INSTRUCTIONS FOR THE TASK
Set down every record below exactly as it stands.

SOURCE MATERIAL
######

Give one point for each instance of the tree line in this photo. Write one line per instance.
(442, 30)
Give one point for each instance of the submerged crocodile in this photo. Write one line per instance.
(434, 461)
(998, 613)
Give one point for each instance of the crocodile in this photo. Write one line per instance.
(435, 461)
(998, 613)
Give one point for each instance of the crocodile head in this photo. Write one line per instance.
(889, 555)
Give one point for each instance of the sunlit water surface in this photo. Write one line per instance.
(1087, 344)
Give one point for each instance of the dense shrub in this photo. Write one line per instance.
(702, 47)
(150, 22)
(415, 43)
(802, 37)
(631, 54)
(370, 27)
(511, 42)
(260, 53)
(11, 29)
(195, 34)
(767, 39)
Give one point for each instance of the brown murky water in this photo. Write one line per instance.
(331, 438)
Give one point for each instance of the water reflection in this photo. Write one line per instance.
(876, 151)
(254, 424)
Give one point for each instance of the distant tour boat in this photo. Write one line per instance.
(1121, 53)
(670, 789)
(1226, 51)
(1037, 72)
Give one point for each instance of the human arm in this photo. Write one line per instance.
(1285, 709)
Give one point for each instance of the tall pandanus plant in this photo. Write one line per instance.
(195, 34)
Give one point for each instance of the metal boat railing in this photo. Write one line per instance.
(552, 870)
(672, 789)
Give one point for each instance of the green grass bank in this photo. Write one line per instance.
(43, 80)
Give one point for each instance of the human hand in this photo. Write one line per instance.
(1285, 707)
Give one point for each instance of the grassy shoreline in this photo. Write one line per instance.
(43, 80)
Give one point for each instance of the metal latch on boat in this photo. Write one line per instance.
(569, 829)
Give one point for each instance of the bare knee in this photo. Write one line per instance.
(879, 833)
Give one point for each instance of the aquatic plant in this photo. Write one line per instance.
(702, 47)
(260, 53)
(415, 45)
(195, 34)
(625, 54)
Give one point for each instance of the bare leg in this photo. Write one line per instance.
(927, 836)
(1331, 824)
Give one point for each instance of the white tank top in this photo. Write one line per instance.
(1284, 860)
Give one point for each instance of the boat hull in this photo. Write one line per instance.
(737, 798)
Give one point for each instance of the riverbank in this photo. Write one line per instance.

######

SOLUTION TO THIS PROBLEM
Give one point for each instance of the tree line in this photo. Write one line per instance.
(442, 30)
Give one point for each instance of the submerged crocodile in this photo. Write one line per instance.
(434, 461)
(998, 613)
Give one point for each instance of the crocodile in this photo. Write one line per instance.
(435, 461)
(998, 613)
Give one point for each instance of the crocodile head in this photo. Write one line per instance.
(889, 555)
Give one point for each instance of the sunlit water surface in this photo. Write one line per instance.
(1087, 344)
Give one point for each instance of the dense shrub in this photo. Write one line per instance.
(702, 47)
(150, 22)
(415, 43)
(802, 37)
(631, 54)
(370, 27)
(511, 42)
(260, 53)
(11, 29)
(195, 34)
(767, 39)
Give one point for each instance of the brown murky water in this photo. Write one line per instance.
(331, 438)
Give one point for each instance of the water reflection in this photo. Write one line per instance.
(876, 151)
(254, 424)
Give one point for each instance of the distant tour boat in this photo. Write one line per instance.
(1121, 53)
(670, 789)
(1226, 51)
(1037, 72)
Give one point for each instance of the human arm in this photo. Write one line per instance.
(1285, 709)
Give one point for each instance of the tall pandanus plant in this photo. Write one line per instance.
(195, 34)
Give one point for each instance of the metal boat railing in this photo. Write one line per instance.
(552, 870)
(672, 789)
Give one point for each instance of the green grass bank in this photo. Write one line per instance.
(43, 80)
Give one point for each instance of the human hand in this photo. Write one line per instance.
(1285, 707)
Give one point for each instance of the grassy shoreline in this photo. Write one line per instance.
(43, 80)
Give one point for each instance of the metal latch on boat in this photo. Write one line per instance.
(569, 829)
Give one point for each instance of the bare knee in this photo. Write one line per instance.
(879, 833)
Give one point for each instance of the aquatic plant in this photo. Write one line per instance.
(702, 47)
(260, 53)
(415, 45)
(195, 34)
(625, 54)
Give one point for each instance of the bare leg in this photo. Write one line per instance.
(927, 836)
(1331, 824)
Give one point for each instance of the white tank top in this photo. Write one line per instance.
(1284, 860)
Give one point for each instance of the boat hull in this photo. Write one line per instance.
(737, 798)
Give one point for each instance of the riverbank in this photo. Write one line per instance.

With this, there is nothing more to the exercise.